## INPUT RECORDS
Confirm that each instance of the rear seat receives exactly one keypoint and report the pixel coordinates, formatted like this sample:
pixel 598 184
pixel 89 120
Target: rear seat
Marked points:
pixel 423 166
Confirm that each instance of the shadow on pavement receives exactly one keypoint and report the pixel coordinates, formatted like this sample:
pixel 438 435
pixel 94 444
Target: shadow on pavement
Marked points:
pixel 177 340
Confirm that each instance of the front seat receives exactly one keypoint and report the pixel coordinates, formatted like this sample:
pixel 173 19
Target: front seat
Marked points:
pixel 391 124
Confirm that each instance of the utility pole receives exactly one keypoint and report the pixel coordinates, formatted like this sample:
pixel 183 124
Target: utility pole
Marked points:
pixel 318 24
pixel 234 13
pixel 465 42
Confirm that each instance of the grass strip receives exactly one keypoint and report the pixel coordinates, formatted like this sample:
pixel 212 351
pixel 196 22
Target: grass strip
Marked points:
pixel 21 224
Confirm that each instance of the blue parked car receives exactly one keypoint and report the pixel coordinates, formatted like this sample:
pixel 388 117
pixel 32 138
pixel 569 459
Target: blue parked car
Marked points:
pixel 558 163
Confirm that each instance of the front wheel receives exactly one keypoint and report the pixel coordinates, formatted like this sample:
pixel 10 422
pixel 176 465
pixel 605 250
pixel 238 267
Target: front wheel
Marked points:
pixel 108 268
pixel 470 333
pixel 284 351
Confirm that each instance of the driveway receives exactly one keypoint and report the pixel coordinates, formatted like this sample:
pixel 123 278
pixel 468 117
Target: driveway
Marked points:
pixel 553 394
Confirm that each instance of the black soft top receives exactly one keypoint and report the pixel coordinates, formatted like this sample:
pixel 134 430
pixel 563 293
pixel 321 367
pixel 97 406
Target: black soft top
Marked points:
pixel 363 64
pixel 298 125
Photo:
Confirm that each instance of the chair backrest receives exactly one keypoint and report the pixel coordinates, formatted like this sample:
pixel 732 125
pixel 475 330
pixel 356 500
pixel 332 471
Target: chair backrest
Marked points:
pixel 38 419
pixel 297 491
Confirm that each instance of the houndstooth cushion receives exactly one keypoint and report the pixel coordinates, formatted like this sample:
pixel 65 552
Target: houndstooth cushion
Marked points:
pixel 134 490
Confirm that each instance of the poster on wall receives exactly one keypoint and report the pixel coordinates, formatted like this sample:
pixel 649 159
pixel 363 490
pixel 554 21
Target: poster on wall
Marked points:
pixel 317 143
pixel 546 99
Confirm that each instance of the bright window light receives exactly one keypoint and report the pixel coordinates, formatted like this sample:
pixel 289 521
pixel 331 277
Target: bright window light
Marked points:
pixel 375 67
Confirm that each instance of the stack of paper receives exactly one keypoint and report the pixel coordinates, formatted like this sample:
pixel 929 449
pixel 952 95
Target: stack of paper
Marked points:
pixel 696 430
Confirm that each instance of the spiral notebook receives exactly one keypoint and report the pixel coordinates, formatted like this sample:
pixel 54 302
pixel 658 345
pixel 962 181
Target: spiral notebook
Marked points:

## EXERCISE
Retype the entries above. Match them exactly.

## RESPONSE TO THIS TASK
Confirm that each instance of the rear seat receives exactly one keypoint and report the pixel coordinates, formatted like this sample:
pixel 598 184
pixel 89 120
Target: rear seat
Marked points:
pixel 423 166
Confirm that each instance of the shadow on pavement receives exactly one keypoint and report the pixel coordinates, formatted like this sample:
pixel 438 435
pixel 94 444
Target: shadow on pavement
Marked points:
pixel 177 340
Confirm that each instance of the front seat receives exactly one keypoint and report the pixel coordinates, formatted like this sample:
pixel 173 19
Target: front seat
Marked points:
pixel 391 124
Confirm that each instance of the utility pole receives exactly one keypoint and report the pixel coordinates, formatted like this sample:
pixel 183 124
Target: utility pole
Marked points:
pixel 318 24
pixel 234 13
pixel 465 42
Confirm that each instance of the grass strip receives exactly one keypoint and report the pixel coordinates, formatted like this sample:
pixel 212 351
pixel 196 22
Target: grass strip
Marked points:
pixel 21 224
Confirm that each instance of the blue parked car receives exactly one keypoint and report the pixel coordinates, formatted like this sample:
pixel 388 117
pixel 32 138
pixel 569 459
Target: blue parked car
Marked points:
pixel 558 163
Confirm that each instance of the front wheel receives exactly one keypoint and report the pixel coordinates, formatted like this sample:
pixel 10 422
pixel 176 465
pixel 605 250
pixel 238 267
Target: front wheel
Marked points:
pixel 108 268
pixel 470 333
pixel 284 351
Confirm that each instance of the driveway receives exactly one keypoint and report the pixel coordinates, formatted like this sample:
pixel 123 278
pixel 468 117
Target: driveway
Marked points:
pixel 553 394
Confirm that each instance of the black soft top receives exactly one keypoint and report the pixel coordinates, formatted like this sample:
pixel 134 430
pixel 563 293
pixel 321 367
pixel 97 406
Target: black soft top
Marked points:
pixel 363 64
pixel 298 125
Photo:
Confirm that each instance of the chair backrest receives exactly one keypoint and report the pixel coordinates, formatted like this sample:
pixel 732 125
pixel 475 330
pixel 356 500
pixel 332 471
Target: chair backrest
Marked points:
pixel 38 419
pixel 297 491
Confirm that each instance of the houndstooth cushion receives exactly one keypoint and report the pixel coordinates, formatted like this sample:
pixel 65 552
Target: houndstooth cushion
Marked points:
pixel 134 490
Confirm that each instance of the poster on wall receives exactly one keypoint and report the pixel coordinates, formatted like this sample:
pixel 649 159
pixel 363 490
pixel 554 21
Target: poster on wall
Marked points:
pixel 317 143
pixel 546 99
Confirm that each instance of the bright window light receives exactly one keypoint and report the pixel coordinates, formatted like this sample:
pixel 289 521
pixel 331 277
Target: bright window light
Marked points:
pixel 375 67
Confirm that each instance of the stack of paper receives exactly one keypoint and report the pixel coordinates, formatted like this sample:
pixel 929 449
pixel 952 95
Target: stack of paper
Marked points:
pixel 696 430
Confirm that each instance of the spiral notebook receives exactly one keypoint and report the pixel coordinates, formatted like this sample:
pixel 54 302
pixel 658 345
pixel 962 181
Target: spiral notebook
Marked points:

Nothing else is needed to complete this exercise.